Alexandria Ocasio-Cortez in "Knock Down The House" (Courtesy Netflix)
Alexandria Ocasio-Cortez in "Knock Down The House" (Courtesy Netflix)

There’s a delicious moment about two-thirds of the way through “Knock Down the House” — Rachel Lears’ irresistible documentary about upstart progressive primary challengers during the 2018 midterm elections — when Democratic party golden boy and heir apparent to Nancy Pelosi’s speaker of the House seat Joe Crowley finally realizes how much trouble he’s in.

After callously blowing off a first debate, sending a surrogate who can barely speak on his behalf, Crowley has at long last deigned to sit down with his opponent, some 28-year-old waitress from the Bronx he can’t even pretend to take seriously. The condescending politico offhandedly lobs a dirty, guilt-by-association insinuation disguised as a question. It’s the kind of cheap zinger that would tie most lightweights up into knots, but the opposite happens here.

Before long Alexandria Ocasio-Cortez is standing up, shredding the false premises of his so-called question and bringing the audience to their feet. A chastened Crowley looks down at the ground and anxiously, hilariously, begins rolling up his sleeves.

Task set >>
- A) According to the review, who made the documentary "Knock Down the House"?
- B) Quote the review word for word, beginning at the words "After callously blowing" and stopping after the words "opposite happens here.".
Use only the review to answer.

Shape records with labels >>

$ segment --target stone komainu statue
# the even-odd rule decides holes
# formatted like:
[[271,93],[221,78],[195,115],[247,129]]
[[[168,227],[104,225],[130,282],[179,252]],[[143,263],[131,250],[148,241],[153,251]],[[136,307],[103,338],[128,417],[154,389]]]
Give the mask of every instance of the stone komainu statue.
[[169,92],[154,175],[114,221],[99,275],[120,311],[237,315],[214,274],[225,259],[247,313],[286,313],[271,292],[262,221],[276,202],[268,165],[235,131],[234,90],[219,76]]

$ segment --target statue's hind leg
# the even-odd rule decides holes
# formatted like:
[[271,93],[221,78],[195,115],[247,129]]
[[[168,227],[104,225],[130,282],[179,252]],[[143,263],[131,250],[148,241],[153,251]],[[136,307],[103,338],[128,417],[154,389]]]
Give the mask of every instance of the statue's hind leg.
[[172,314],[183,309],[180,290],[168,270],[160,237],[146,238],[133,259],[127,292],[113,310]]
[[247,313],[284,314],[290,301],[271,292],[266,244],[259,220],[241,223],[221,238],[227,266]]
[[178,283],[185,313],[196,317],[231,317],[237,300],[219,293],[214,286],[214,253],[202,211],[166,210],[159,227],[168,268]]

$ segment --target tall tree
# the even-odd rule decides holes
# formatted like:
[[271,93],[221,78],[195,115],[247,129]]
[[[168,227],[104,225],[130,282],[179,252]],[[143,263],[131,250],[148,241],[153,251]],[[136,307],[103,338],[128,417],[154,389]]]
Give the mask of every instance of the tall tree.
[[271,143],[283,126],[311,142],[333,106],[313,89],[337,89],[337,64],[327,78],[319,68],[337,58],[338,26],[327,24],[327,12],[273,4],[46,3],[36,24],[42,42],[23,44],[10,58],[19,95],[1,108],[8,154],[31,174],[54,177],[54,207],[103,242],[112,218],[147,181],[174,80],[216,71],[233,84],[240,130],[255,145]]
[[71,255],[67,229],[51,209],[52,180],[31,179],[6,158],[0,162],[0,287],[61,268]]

Answers >>
- A) Rachel Lears

- B)
After callously blowing off a first debate, sending a surrogate who can barely speak on his behalf, Crowley has at long last deigned to sit down with his opponent, some 28-year-old waitress from the Bronx he can’t even pretend to take seriously. The condescending politico offhandedly lobs a dirty, guilt-by-association insinuation disguised as a question. It’s the kind of cheap zinger that would tie most lightweights up into knots, but the opposite happens here.